If you are looking for a well-referenced, very readable and intriguing but satisfying book which explores why difference in human brains is of value in our development as human beings, then you should read ‘The Pattern Seekers’, by Simon Baron Cohen. It was recommended to me by a very good friend a couple of months ago, but it took me until last weekend to read it … in fact, it only took a few hours, although it would have taken me a lot longer, had I followed up all the notes – many hours of reading and pursuing the topic remain, should I so wish!
The main premise of the book is that human beings have evolved, uniquely amongst other living species, to have systematising as well as empathising functions, and that we possess these in different degrees, probably passed on through our genes, to the extent that there exist now both hyper-empathisers and hyper-systematisers. These latter people – the pattern-seekers – who have a higher number of autistic traits than other human beings, and who are often underappreciated by society, are, the author argues, inordinately responsible for human inventions and technical progress. ‘If we want to nurture the inventors of the future … we are more likely to find them among autistic people, and among those who have a high number of autistic traits because they are hyper-systemizers, than among the general population’ (p.136).

• _INPUT DATA_:
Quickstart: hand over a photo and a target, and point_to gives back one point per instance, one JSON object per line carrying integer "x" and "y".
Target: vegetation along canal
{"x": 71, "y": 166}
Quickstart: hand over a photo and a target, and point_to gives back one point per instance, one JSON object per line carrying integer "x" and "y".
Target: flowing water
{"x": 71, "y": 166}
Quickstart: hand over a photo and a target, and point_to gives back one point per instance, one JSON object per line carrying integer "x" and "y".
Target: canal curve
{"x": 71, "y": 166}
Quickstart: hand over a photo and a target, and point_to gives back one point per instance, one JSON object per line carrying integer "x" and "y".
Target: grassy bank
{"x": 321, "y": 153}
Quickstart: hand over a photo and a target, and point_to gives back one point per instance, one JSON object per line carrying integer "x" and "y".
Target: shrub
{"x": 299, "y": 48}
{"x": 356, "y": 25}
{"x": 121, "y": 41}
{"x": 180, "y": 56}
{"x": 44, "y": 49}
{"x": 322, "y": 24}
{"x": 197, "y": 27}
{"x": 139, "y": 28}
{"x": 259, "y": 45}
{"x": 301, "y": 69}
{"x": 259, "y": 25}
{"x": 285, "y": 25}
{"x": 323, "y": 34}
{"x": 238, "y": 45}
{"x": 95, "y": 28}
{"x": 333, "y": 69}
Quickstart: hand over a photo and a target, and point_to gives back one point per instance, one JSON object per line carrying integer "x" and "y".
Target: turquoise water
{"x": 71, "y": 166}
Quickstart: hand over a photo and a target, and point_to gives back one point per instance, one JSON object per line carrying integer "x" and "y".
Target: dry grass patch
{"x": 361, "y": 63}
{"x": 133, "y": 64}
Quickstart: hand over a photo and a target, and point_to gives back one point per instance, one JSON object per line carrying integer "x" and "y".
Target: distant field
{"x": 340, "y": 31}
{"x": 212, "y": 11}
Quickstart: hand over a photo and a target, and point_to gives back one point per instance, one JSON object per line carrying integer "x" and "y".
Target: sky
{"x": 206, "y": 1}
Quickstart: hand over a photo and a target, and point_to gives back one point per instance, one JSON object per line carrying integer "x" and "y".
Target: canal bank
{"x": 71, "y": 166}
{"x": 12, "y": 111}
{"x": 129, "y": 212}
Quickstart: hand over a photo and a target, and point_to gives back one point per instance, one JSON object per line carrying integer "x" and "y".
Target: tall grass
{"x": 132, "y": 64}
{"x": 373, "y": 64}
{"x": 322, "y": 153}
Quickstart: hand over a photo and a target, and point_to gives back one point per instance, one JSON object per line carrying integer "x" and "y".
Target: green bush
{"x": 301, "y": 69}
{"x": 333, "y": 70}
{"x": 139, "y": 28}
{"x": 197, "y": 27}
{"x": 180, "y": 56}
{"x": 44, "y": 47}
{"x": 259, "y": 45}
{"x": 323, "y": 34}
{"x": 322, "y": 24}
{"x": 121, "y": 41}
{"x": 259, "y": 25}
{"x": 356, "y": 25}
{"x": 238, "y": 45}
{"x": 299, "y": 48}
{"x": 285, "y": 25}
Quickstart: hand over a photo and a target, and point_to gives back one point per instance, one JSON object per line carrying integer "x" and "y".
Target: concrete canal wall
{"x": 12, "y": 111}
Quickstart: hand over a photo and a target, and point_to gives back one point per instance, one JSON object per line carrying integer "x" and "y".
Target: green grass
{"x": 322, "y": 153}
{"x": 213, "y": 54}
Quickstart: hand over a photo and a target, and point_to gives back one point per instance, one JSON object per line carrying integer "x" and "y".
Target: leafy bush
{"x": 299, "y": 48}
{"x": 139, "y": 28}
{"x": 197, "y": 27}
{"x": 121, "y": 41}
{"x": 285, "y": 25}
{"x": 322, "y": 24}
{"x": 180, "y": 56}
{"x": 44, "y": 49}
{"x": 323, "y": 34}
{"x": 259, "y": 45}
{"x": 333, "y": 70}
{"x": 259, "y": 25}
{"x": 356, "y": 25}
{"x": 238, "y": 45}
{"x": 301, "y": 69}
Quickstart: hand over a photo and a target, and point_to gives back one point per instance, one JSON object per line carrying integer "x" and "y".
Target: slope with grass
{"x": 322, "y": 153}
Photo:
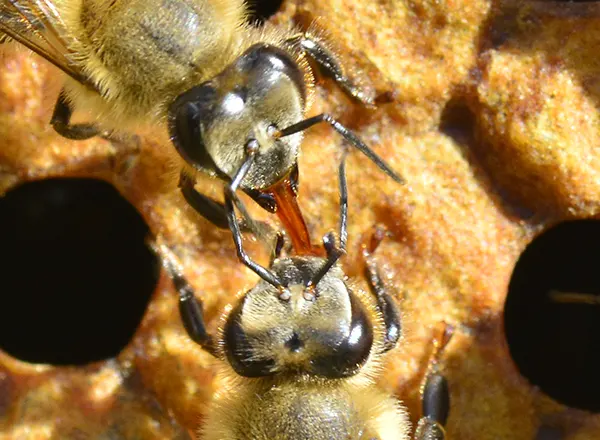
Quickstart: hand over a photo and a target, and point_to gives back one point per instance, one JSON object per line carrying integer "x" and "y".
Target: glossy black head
{"x": 210, "y": 124}
{"x": 329, "y": 335}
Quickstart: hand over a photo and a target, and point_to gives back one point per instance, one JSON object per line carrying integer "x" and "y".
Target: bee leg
{"x": 61, "y": 121}
{"x": 385, "y": 302}
{"x": 216, "y": 213}
{"x": 334, "y": 252}
{"x": 435, "y": 398}
{"x": 208, "y": 208}
{"x": 348, "y": 135}
{"x": 190, "y": 307}
{"x": 330, "y": 66}
{"x": 231, "y": 199}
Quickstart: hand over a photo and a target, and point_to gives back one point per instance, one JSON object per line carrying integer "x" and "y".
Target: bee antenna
{"x": 348, "y": 135}
{"x": 231, "y": 200}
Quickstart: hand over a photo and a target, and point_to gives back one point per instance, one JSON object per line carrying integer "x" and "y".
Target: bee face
{"x": 263, "y": 90}
{"x": 327, "y": 334}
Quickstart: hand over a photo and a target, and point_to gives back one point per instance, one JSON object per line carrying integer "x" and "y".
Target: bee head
{"x": 260, "y": 92}
{"x": 324, "y": 332}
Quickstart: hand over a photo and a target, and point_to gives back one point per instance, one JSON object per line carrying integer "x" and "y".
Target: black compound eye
{"x": 348, "y": 357}
{"x": 186, "y": 114}
{"x": 239, "y": 351}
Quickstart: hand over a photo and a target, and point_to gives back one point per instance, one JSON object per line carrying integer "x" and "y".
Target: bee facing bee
{"x": 232, "y": 97}
{"x": 301, "y": 354}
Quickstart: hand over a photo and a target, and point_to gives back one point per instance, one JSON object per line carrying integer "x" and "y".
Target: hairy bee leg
{"x": 61, "y": 122}
{"x": 216, "y": 213}
{"x": 208, "y": 208}
{"x": 231, "y": 199}
{"x": 385, "y": 302}
{"x": 334, "y": 252}
{"x": 436, "y": 405}
{"x": 330, "y": 66}
{"x": 190, "y": 307}
{"x": 346, "y": 134}
{"x": 435, "y": 399}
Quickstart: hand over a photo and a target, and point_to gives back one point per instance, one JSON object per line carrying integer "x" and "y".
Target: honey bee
{"x": 300, "y": 357}
{"x": 232, "y": 97}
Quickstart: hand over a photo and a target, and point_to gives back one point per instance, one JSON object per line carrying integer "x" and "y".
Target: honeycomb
{"x": 489, "y": 109}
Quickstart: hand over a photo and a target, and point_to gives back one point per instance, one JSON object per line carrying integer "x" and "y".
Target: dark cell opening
{"x": 552, "y": 314}
{"x": 75, "y": 276}
{"x": 457, "y": 121}
{"x": 262, "y": 10}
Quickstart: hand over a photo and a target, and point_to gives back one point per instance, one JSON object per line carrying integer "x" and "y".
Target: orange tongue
{"x": 290, "y": 215}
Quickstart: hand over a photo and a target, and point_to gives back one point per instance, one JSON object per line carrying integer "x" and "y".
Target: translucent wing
{"x": 37, "y": 25}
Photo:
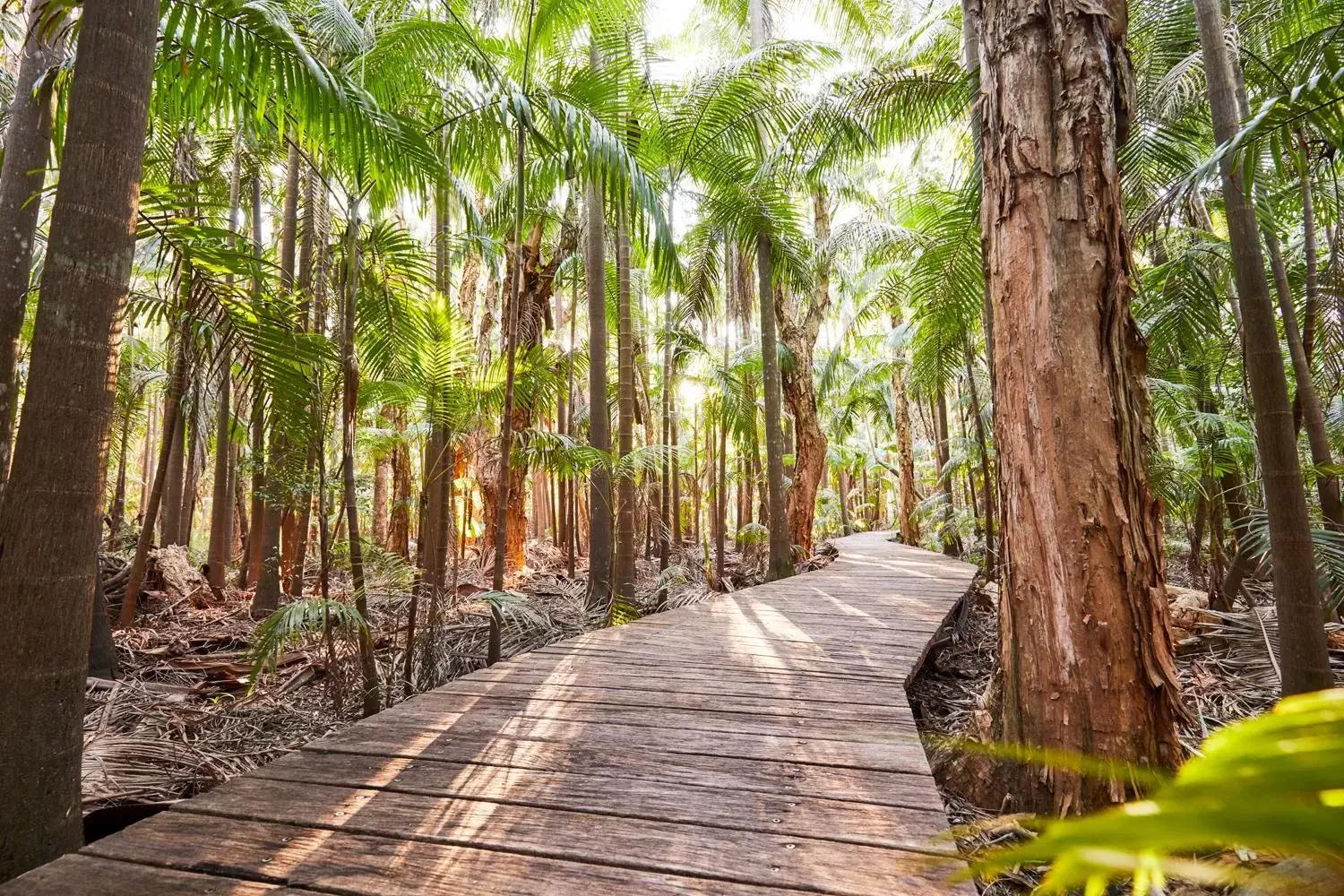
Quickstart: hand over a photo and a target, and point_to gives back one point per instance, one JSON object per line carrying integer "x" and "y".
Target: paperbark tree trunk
{"x": 1304, "y": 657}
{"x": 1085, "y": 646}
{"x": 51, "y": 514}
{"x": 27, "y": 145}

• _TASK REQUIREMENTS_:
a. Can you echo the stretch of the review of 'The Pattern Seekers' from "The main premise" through "general population’ (p.136)."?
b. Do these statements agree with the review of 'The Pattern Seekers'? Answer yes or no for each, quoting the words of the review that decide it. (i) The reviewer finished reading the book in a few hours. (ii) A friend recommended the book to the reviewer last weekend. (iii) The pattern-seekers have fewer autistic traits than other human beings.

• _SOLUTIONS BELOW_:
a.
The main premise of the book is that human beings have evolved, uniquely amongst other living species, to have systematising as well as empathising functions, and that we possess these in different degrees, probably passed on through our genes, to the extent that there exist now both hyper-empathisers and hyper-systematisers. These latter people – the pattern-seekers – who have a higher number of autistic traits than other human beings, and who are often underappreciated by society, are, the author argues, inordinately responsible for human inventions and technical progress. ‘If we want to nurture the inventors of the future … we are more likely to find them among autistic people, and among those who have a high number of autistic traits because they are hyper-systemizers, than among the general population’ (p.136).

b.
(i) Yes: "in fact, it only took a few hours"
(ii) No: "It was recommended to me by a very good friend a couple of months ago"
(iii) No: "who have a higher number of autistic traits than other human beings"